• [INSTRUCTIONS FOR THE TASK]: In the discussion of UUIDv7 randomness, set down everything from "Python 3.14rc introduces" down to "all of them." word for word.

• [DOCUMENT EXTRACT]:
###

Unlisted URLs, like YouTube videos are a popular example used by a reputable tech company.

> UUIDv7 has 6 random bytes

Careful. The spec allows 74 bits to be filled randomly. However you are allowed to exchange up to 12 bits for a more accurate timestamp and a counter of up to 42 bits. If you can get a fix on the timestamp and counter, the random portion only provides 20 bits (1M possiblities).

Python 3.14rc introduces a UUIDv7 implementation that has only 32 random bits, for example.

Basically, you need to see what your implementation does.

bearjaws 11 hours ago | parent [-]

only 32bits, so 4 billion guesses per microsecond... Even if youtube has 1 million videos per microsecond you would never guess them before rate limits.

8organicbits 8 hours ago | parent | next [-]

You're mixing a couple things. The 32 bit random occurs in the Python implementation, which uses a millisecond counter.

The numbers you provided are suspicious, but seem quite feasible to attack. 1M IDs in 4B means each guess has ~ 1-in-4000 chance. You can make 4000 requests in an hour at a one-per-second rate. A successful attack can guess one ID, it doesn't need to enumerate all of them.

bearjaws 6 hours ago | parent [-]

Ah I was looking at the pg_uuidv7 python package.

The backwards compatibility is a wild trade off.

Either way my comment was hyperbole, but the concept is the same, 10000 records per millisecond and you get the point. For 99.999% of SQL use cases UUIDv7 is good.

I only advocate for UUID so much because 3 separate times in my career I have been the one to have to add UUIDs so we don't leak number of patients, let users scrape the site by just incrementing (amongst other protections). So much easier to just UUID everything.

Incipient 5 hours ago | parent | prev [-]

Not sure if this is helpful here, but you're still looking at 32 bits of randomness, regardless of the time window. Use it for anything that you feel that's enough randomness to secure - a private home video of a cat braking a cup? Sure.

File sharing endpoints for a business? No. Use another uuid4 based 'sharing uuid' that you map internally to the PK uuid7.

###

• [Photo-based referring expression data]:
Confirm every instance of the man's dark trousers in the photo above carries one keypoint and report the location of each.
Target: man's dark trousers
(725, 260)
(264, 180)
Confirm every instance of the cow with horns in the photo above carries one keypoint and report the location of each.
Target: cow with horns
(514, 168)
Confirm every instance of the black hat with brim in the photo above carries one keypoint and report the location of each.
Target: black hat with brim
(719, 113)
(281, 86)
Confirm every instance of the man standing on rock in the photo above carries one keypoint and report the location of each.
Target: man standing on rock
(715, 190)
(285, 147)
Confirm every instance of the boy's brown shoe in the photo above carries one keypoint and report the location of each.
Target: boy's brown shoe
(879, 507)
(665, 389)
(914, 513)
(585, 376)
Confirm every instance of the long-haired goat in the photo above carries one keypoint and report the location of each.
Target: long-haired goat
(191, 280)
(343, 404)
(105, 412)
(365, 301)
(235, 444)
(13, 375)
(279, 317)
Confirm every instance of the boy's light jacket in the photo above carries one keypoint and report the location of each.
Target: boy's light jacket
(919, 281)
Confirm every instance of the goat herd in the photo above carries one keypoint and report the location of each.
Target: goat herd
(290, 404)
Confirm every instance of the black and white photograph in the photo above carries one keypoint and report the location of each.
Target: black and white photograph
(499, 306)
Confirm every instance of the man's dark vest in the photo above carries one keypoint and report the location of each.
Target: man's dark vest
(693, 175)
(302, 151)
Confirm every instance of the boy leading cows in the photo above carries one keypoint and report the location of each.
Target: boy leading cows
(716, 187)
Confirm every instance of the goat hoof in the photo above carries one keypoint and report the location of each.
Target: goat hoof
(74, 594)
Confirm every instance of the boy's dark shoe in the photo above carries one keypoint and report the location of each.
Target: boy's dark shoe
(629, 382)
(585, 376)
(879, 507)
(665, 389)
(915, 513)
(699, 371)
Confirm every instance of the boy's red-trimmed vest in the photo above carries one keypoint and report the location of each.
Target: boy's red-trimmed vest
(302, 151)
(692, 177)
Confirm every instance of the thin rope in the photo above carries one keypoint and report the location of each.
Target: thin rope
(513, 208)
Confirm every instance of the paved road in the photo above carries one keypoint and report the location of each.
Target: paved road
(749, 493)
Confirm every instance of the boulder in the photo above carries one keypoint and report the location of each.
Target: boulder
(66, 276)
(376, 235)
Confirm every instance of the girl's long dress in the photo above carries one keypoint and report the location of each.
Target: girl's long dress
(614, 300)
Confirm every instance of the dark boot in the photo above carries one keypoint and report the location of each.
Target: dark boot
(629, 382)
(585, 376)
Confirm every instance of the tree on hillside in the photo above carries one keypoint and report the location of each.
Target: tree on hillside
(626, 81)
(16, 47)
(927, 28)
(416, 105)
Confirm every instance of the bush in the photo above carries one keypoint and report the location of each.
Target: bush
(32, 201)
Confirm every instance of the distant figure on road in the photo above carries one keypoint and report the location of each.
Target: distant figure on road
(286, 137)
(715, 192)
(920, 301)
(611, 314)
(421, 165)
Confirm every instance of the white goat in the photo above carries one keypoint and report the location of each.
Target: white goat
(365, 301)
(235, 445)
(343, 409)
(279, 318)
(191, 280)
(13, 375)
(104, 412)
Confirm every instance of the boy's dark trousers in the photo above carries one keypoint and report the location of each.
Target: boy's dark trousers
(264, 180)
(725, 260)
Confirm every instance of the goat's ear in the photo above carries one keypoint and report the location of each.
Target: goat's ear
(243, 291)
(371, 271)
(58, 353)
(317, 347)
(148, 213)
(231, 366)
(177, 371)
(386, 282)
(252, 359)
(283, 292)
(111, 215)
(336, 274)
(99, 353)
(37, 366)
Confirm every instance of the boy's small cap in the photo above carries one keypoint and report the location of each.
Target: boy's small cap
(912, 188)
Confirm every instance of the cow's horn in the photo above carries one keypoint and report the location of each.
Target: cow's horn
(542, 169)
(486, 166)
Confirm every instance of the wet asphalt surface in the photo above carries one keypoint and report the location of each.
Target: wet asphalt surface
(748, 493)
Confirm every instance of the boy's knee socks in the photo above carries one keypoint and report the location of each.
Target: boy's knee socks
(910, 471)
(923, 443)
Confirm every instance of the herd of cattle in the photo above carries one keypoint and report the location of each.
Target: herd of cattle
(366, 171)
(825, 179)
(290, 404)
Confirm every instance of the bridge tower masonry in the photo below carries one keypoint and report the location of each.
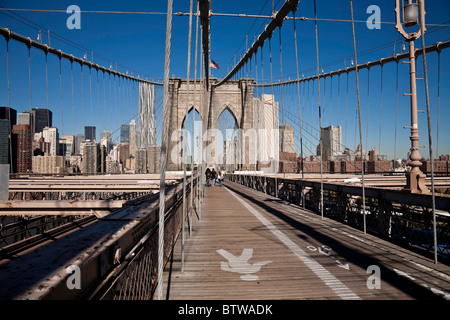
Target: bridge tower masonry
(236, 96)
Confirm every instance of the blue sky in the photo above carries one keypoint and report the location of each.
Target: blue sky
(136, 43)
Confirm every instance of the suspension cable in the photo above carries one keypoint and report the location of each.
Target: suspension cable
(430, 141)
(438, 100)
(185, 143)
(299, 107)
(29, 73)
(368, 102)
(396, 112)
(275, 120)
(164, 143)
(381, 108)
(359, 117)
(9, 108)
(60, 92)
(320, 112)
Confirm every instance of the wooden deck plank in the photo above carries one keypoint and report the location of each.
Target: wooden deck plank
(230, 225)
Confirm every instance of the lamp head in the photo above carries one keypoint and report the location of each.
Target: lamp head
(410, 14)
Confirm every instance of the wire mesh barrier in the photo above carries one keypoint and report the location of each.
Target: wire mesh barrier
(136, 277)
(391, 214)
(114, 257)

###

• [RESPONSE BOX]:
Python 3.14rc introduces a UUIDv7 implementation that has only 32 random bits, for example.

Basically, you need to see what your implementation does.

bearjaws 11 hours ago | parent [-]

only 32bits, so 4 billion guesses per microsecond... Even if youtube has 1 million videos per microsecond you would never guess them before rate limits.

8organicbits 8 hours ago | parent | next [-]

You're mixing a couple things. The 32 bit random occurs in the Python implementation, which uses a millisecond counter.

The numbers you provided are suspicious, but seem quite feasible to attack. 1M IDs in 4B means each guess has ~ 1-in-4000 chance. You can make 4000 requests in an hour at a one-per-second rate. A successful attack can guess one ID, it doesn't need to enumerate all of them.